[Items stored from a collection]
----------------

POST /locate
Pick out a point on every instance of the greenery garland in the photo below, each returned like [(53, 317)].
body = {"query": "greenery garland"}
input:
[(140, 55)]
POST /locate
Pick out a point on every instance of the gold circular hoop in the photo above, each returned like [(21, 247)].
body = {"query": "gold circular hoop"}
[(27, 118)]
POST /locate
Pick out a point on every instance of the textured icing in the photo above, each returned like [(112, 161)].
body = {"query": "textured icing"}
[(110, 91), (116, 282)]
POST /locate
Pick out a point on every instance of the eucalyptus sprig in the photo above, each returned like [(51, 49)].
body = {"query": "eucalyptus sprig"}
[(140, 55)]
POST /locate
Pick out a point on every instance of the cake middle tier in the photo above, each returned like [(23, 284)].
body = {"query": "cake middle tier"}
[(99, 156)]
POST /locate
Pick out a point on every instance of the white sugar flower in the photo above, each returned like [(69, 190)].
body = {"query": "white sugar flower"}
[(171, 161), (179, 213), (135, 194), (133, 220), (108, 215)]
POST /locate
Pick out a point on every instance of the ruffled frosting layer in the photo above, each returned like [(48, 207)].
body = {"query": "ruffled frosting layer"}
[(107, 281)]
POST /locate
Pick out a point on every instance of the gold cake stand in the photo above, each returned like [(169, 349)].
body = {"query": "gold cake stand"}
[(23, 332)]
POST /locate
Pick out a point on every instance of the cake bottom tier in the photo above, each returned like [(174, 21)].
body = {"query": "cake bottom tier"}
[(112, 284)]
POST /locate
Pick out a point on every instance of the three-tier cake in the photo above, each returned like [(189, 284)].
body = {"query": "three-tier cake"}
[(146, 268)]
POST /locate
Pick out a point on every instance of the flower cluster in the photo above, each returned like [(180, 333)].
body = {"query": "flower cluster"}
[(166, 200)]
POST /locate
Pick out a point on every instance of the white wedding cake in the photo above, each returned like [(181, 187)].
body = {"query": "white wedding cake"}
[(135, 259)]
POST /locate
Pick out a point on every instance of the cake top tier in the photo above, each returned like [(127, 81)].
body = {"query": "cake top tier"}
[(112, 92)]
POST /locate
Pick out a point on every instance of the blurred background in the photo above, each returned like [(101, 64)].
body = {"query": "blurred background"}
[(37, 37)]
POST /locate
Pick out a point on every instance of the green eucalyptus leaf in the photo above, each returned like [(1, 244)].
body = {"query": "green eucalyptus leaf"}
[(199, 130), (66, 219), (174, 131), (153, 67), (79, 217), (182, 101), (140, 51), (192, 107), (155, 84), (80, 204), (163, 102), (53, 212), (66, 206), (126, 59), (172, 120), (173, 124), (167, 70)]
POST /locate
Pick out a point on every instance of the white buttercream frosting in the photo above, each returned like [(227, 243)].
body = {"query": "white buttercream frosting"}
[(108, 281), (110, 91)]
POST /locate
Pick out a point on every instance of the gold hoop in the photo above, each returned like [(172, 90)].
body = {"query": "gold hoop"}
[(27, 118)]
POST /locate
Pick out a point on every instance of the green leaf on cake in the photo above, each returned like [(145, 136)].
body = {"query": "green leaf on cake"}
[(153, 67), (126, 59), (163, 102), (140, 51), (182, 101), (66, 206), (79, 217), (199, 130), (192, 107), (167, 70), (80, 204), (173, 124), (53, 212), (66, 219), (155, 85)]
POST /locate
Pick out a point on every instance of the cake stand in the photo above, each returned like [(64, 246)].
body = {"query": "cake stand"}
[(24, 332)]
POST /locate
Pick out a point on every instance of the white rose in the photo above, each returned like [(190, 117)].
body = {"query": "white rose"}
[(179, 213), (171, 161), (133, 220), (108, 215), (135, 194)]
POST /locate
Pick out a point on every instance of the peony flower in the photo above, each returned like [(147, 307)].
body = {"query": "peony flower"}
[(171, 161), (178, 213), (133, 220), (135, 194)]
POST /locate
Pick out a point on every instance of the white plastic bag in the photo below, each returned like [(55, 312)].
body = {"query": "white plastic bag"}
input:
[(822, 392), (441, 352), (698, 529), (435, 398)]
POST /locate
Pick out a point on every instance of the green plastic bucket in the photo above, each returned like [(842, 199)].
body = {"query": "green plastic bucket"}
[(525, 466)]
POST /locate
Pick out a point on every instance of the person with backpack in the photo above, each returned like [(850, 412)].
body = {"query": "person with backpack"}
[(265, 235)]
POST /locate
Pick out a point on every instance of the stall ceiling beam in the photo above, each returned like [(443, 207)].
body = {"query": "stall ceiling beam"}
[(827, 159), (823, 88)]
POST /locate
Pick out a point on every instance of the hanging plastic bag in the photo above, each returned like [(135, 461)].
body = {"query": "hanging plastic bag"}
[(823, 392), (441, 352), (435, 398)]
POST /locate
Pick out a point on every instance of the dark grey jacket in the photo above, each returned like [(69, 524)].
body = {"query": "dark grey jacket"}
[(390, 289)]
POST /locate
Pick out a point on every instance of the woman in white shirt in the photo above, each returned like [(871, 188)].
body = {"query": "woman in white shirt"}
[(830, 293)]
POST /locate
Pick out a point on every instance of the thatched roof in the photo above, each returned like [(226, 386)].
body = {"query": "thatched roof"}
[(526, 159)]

----------------

WHAT NEEDS TO BE DONE: Return all of the records above unchanged, line for line.

THE RESULT:
POST /locate
Pick out a point on every instance of the greenery garland in the photo below, each returned like [(53, 317)].
body = {"query": "greenery garland"}
input:
[(140, 55)]
POST /locate
Pick out a point on every instance of the gold circular hoop in the photo above, each returned like [(21, 247)].
body = {"query": "gold circular hoop"}
[(27, 118)]
POST /locate
Pick out a point on every instance of the textured icing in the photo above, each returned like [(112, 161)].
body = {"query": "textured icing"}
[(110, 91), (116, 282)]
POST /locate
Pick out a point on every instance of the eucalyptus sprig in the photo above, each returned like [(51, 49)].
body = {"query": "eucalyptus sprig"}
[(140, 55)]
POST /locate
Pick out a point on every instance of the cake middle tier in the photo above, each returned like [(23, 284)].
body = {"query": "cake middle tier"}
[(99, 156)]
POST /locate
Pick out a point on every instance of the white sugar flower in the photo above, each returned like [(69, 190)].
body = {"query": "white sugar flower"}
[(171, 161), (179, 213), (135, 194), (133, 220), (108, 215)]
POST /locate
Pick out a point on every instance of the ruffled frosting layer in the photo above, each returned like [(48, 207)].
body = {"query": "ruffled frosting layer"}
[(107, 281)]
POST /locate
Pick out a point on every instance of the gold cake stand in the photo above, each returned like [(169, 349)].
body = {"query": "gold cake stand"}
[(23, 332)]
POST /locate
Pick out a point on every instance of the cake bottom tier in the photo above, each returned like [(174, 21)].
body = {"query": "cake bottom tier"}
[(112, 284)]
POST /locate
Pick out a point on every instance of the three-tier cake in the photo above, each returned like [(189, 284)].
body = {"query": "three-tier cake"}
[(146, 268)]
POST /locate
Pick out a point on every instance of the flower cluster in the photo above, each returned like [(180, 333)].
body = {"query": "flower cluster"}
[(166, 200)]
POST /locate
Pick out a point on every instance of the white wedding cake in the photo above, each returned like [(181, 187)].
body = {"query": "white wedding cake"}
[(135, 259)]
POST /locate
Pick out a point on every instance of the cake top tier in the photo above, each returned like [(127, 81)].
body = {"query": "cake top tier"}
[(112, 92)]
POST /locate
Pick out a point on every instance of the blurred background in the photo above, each returned like [(101, 64)].
body = {"query": "blurred background"}
[(37, 37)]
POST /locate
Pick out a point on every instance of the green eucalyptus leaf in the photo above, each returned like [(1, 244)].
body = {"query": "green eucalyptus leaf"}
[(199, 130), (66, 219), (174, 131), (153, 67), (79, 217), (182, 101), (140, 51), (192, 107), (155, 84), (80, 204), (163, 102), (53, 212), (66, 206), (126, 59), (172, 120), (173, 124), (167, 70)]
POST /locate
Pick out a point on every instance of the white buttercream frosting in the photo above, each returned like [(227, 243)].
body = {"query": "white buttercream frosting"}
[(108, 281), (110, 91)]
POST /locate
Pick out a point on every instance of the gold hoop in the photo above, each returned like [(172, 90)].
body = {"query": "gold hoop"}
[(27, 118)]
POST /locate
Pick out a point on every instance of the green leaf on cake in the photo above, each returned like [(145, 136)].
body = {"query": "green leaf on cake"}
[(153, 67), (126, 59), (163, 102), (140, 51), (182, 101), (66, 206), (79, 217), (199, 130), (192, 107), (167, 70), (80, 204), (173, 124), (53, 212), (66, 219), (155, 85)]
POST /locate
Pick out a point on every instance of the cake stand in the photo above, each returned like [(64, 246)].
body = {"query": "cake stand"}
[(24, 332)]
POST /locate
Pick out a point on every instance of the white rose in the photo above, each returned like [(190, 117)].
body = {"query": "white rose"}
[(179, 213), (171, 161), (133, 220), (108, 215), (135, 194)]
POST /locate
Pick out a point on every instance of the peony flower in the photo above, each returned like [(147, 307)].
body = {"query": "peony flower"}
[(171, 161), (178, 213), (133, 220), (135, 194)]
POST /locate
Pick out a point on every instance of the white plastic bag in the photo below, each returned like [(55, 312)].
body = {"query": "white plastic bag"}
input:
[(822, 392), (441, 352), (698, 529), (435, 398)]
POST /locate
Pick out a point on every instance of the green plastic bucket in the photo above, each returned like [(842, 199)].
body = {"query": "green plastic bucket"}
[(525, 466)]
POST /locate
Pick out a point on every instance of the person with backpack in the photo above, each returned like [(850, 412)].
body = {"query": "person with backpack"}
[(265, 235)]
POST /locate
Pick out a point on every instance of the stall ceiling beam in the photo above, each returned like [(443, 207)].
body = {"query": "stall ceiling beam"}
[(827, 159), (823, 88)]
POST /locate
Pick out a point on every instance of the hanging plastic bag in the photo above, each returned like [(135, 461)].
body = {"query": "hanging plastic bag"}
[(823, 392), (441, 352), (435, 398)]
POST /locate
Pick out a point on every instance of the dark grey jacket in the photo above, each returned like [(69, 524)].
body = {"query": "dark grey jacket"}
[(390, 289)]
POST /locate
Pick out a point on every instance of the woman in white shirt in the photo above, each returned like [(871, 188)].
body = {"query": "woman in white shirt"}
[(830, 293)]
POST /locate
Pick out a point on every instance of the thatched roof in the photo above, each returned like [(226, 386)].
body = {"query": "thatched roof"}
[(526, 159)]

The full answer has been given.